* **What the task requires**
Could you switch "coords" to "coordinates" in the listing, from the line with "TARGET: dirt embankment" up to and including the line with "(0, 0), (123, 96)", and give those lines back otherwise unchanged? Leave the pictures out.

** begin The input **

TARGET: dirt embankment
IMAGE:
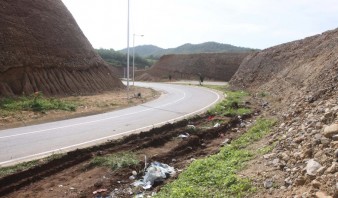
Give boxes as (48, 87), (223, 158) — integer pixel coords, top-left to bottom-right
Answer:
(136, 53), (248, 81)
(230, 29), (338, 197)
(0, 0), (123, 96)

** end The input **
** begin The input **

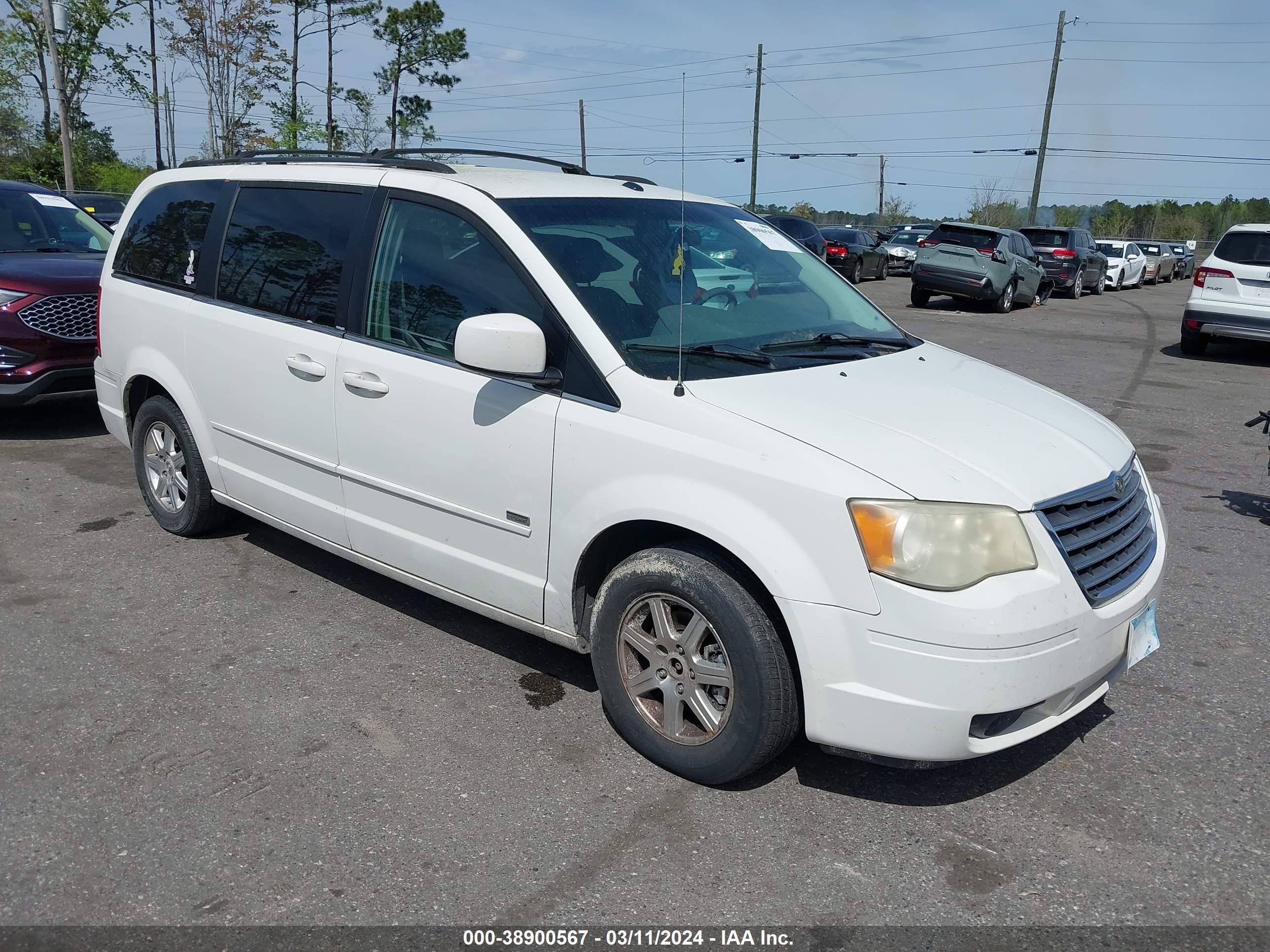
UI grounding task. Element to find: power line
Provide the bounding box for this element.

** end The input **
** begin The input **

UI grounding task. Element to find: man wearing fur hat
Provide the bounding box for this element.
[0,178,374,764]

** end The input **

* **Finished answer**
TARGET: dirt embankment
IMAGE:
Give boxes as (48, 87), (223, 158) — integer pixel coordinates, top-left to bottom-right
Answer:
(136, 53), (248, 81)
(230, 29), (338, 197)
(0, 0), (123, 96)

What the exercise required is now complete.